** start MATERIAL **

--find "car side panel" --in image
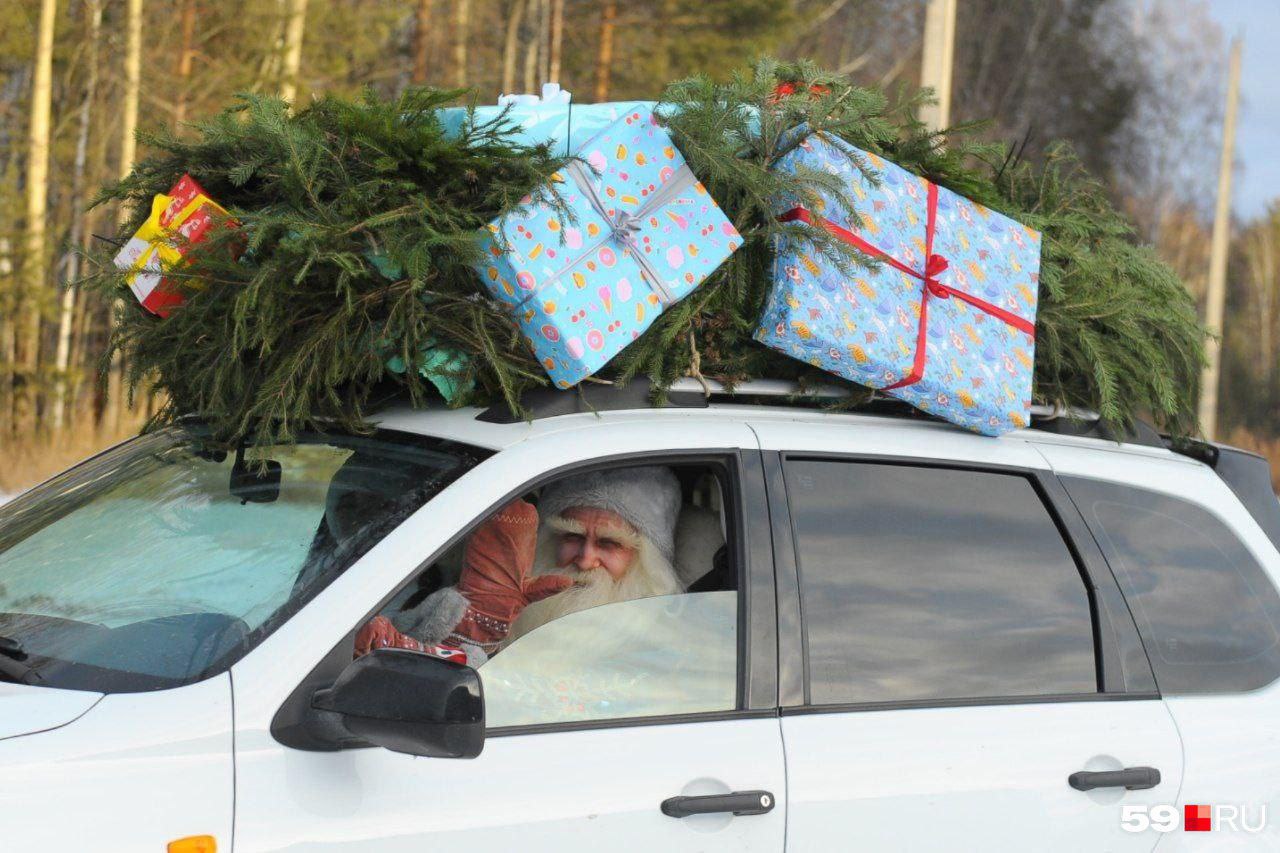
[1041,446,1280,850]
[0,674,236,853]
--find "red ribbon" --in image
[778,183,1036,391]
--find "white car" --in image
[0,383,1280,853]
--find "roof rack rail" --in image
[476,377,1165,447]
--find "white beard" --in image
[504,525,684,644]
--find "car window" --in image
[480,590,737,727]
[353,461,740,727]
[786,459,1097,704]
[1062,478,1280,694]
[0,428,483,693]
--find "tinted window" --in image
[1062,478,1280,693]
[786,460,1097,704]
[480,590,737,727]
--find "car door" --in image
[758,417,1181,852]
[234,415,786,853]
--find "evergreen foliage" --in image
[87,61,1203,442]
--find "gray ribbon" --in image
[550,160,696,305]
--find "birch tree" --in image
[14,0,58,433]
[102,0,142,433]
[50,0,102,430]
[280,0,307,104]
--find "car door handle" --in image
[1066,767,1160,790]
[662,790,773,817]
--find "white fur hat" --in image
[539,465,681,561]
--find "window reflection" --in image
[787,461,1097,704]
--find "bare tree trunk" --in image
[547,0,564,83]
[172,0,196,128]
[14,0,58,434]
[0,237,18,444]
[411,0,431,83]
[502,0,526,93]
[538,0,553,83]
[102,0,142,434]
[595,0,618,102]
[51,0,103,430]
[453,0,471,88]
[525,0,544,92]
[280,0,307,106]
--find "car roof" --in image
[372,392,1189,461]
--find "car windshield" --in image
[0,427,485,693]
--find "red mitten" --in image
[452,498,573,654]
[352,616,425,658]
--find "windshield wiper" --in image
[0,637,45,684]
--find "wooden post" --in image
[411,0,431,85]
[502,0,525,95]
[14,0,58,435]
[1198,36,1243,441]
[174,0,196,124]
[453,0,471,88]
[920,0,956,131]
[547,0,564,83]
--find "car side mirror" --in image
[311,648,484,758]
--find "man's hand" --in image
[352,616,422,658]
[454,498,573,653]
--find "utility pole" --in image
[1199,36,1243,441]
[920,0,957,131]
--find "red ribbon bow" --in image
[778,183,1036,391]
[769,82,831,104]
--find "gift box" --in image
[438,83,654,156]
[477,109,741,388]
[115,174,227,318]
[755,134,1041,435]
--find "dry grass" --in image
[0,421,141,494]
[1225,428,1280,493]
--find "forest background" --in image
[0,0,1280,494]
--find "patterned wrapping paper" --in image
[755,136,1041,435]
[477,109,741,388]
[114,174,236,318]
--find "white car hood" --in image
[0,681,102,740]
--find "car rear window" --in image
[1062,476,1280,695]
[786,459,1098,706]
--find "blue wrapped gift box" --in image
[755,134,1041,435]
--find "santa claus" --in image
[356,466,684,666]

** end MATERIAL **
** start MATERIAL **

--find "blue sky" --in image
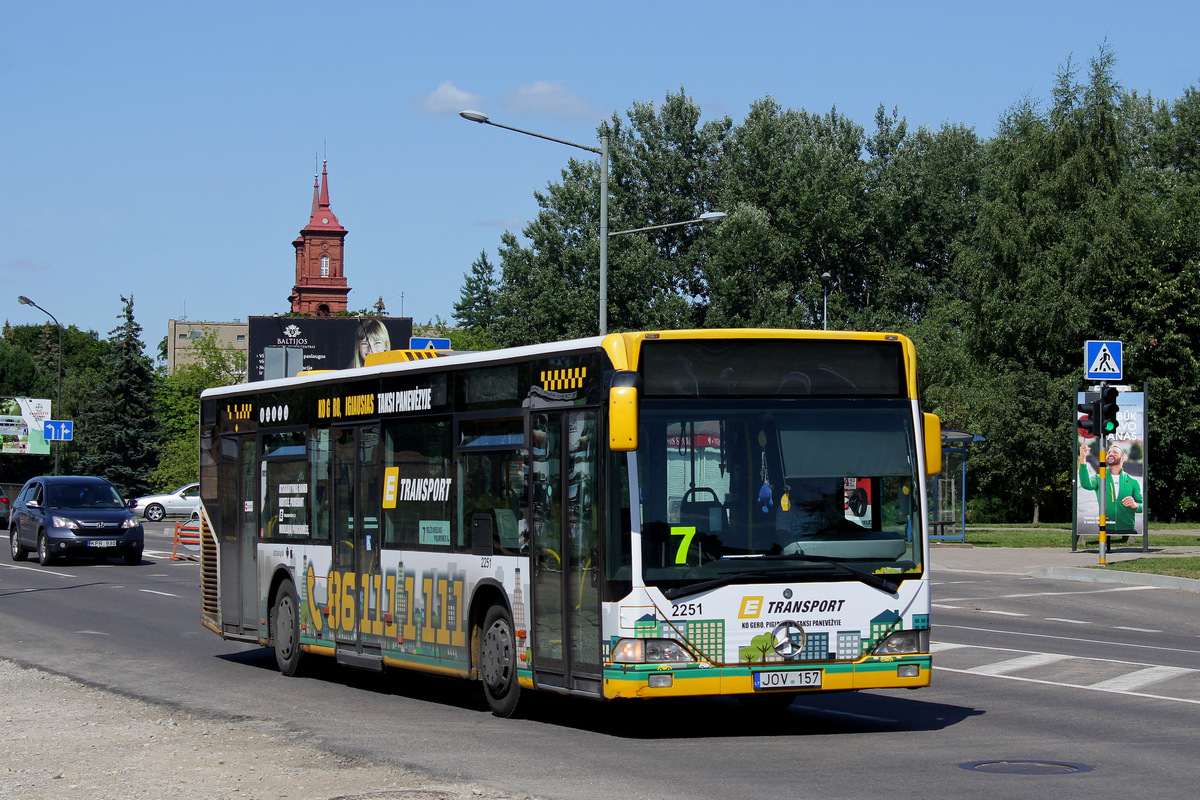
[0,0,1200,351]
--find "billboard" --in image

** end MATERIAL **
** start MATERIAL **

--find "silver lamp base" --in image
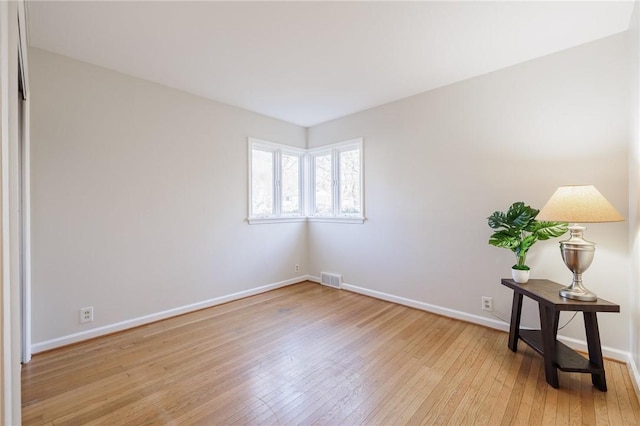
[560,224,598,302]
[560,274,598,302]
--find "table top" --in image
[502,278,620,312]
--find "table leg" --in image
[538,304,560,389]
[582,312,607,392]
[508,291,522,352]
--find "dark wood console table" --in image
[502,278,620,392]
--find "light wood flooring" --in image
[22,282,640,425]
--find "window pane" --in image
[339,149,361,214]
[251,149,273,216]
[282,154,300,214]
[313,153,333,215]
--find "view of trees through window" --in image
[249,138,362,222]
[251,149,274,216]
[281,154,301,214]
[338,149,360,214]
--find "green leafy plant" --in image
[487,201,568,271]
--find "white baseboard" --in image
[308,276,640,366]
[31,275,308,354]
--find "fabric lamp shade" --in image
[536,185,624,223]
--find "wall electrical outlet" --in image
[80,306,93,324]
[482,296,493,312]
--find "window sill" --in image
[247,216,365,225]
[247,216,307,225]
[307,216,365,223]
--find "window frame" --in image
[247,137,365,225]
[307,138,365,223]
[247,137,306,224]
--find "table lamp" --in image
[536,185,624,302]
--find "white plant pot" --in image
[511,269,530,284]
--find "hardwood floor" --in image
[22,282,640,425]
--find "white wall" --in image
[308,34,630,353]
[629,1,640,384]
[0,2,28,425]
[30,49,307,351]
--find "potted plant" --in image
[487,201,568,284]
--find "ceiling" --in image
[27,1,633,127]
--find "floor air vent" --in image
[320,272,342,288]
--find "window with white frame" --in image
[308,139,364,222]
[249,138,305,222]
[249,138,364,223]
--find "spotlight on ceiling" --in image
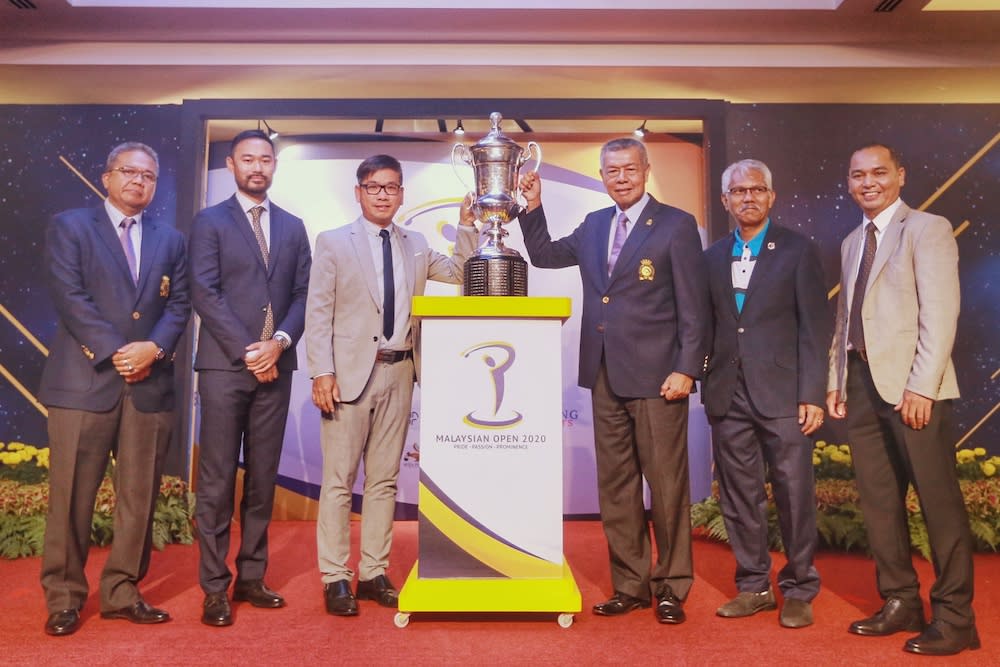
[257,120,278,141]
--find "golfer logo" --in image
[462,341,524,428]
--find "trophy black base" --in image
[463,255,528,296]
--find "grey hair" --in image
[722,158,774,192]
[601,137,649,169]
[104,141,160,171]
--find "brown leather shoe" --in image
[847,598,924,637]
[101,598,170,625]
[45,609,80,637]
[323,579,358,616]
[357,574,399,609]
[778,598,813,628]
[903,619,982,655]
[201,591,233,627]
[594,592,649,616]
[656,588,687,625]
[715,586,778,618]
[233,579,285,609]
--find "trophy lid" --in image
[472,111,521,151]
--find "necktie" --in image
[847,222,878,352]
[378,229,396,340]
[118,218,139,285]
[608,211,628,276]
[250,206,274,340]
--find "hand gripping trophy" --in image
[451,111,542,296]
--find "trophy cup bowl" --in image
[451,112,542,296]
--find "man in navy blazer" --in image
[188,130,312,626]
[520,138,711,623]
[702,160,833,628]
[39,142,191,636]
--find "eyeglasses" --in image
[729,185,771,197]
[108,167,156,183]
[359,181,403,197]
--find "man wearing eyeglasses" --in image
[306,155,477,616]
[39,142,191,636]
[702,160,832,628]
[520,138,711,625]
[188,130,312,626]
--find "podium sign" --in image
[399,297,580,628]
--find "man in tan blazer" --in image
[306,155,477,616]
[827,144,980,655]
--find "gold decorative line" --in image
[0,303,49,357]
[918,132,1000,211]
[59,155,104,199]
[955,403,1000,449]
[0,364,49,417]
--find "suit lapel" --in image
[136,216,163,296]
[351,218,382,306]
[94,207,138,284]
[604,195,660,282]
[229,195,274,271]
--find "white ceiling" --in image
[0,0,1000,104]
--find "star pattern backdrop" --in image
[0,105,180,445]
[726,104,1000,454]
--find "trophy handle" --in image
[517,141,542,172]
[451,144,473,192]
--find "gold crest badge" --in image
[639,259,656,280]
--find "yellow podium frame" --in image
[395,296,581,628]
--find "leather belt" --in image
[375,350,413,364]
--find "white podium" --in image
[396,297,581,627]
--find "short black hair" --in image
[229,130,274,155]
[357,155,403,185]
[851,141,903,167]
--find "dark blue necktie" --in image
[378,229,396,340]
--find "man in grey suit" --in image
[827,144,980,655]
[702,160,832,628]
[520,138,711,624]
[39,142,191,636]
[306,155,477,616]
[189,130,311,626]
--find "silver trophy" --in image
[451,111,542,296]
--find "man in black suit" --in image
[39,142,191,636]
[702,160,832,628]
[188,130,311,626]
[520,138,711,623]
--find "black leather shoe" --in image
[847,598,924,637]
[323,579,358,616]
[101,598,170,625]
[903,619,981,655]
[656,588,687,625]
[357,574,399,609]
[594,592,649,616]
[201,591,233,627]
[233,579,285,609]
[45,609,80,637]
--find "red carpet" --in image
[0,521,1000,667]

** end MATERIAL **

> OBJECTIVE:
Count the rows above that contain the string "white", and reply with the number alone.

> OUTPUT FOR THIS TASK:
10